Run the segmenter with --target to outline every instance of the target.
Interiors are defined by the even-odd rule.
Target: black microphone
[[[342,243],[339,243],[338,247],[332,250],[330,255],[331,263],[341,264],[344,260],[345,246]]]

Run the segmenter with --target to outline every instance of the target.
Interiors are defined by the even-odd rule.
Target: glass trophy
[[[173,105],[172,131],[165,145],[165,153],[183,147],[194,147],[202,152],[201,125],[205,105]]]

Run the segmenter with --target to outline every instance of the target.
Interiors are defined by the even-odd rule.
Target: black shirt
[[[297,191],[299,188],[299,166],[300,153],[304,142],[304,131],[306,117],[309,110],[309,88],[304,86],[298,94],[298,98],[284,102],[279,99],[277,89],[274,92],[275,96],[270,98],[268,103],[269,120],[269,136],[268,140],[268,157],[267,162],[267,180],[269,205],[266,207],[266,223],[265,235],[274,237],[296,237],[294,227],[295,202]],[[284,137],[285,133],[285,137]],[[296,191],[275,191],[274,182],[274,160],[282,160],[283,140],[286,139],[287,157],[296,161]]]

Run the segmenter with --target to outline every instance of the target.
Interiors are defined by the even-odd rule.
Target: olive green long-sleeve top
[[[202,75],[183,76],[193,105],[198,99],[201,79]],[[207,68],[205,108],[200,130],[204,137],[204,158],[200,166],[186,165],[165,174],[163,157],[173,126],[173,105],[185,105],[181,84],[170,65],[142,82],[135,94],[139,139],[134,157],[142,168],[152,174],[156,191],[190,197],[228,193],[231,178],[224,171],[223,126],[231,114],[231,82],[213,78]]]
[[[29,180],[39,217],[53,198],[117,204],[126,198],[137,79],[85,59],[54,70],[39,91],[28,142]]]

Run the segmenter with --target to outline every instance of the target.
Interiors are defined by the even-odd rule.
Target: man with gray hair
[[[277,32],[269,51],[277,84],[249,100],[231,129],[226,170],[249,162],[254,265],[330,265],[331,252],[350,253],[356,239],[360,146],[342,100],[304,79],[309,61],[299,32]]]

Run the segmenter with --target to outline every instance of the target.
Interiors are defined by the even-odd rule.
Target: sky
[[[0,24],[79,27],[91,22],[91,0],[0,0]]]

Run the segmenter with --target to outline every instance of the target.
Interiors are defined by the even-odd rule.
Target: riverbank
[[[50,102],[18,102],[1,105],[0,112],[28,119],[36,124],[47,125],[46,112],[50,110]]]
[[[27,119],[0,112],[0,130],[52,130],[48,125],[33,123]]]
□ □ □ □ □ □ □
» Tarefa a cumprir: Selecione, nas linhas acima, todas aquelas em que aparece a palavra "black". Copie cada uma delas.

» Solução:
Target: black microphone
Target: black shirt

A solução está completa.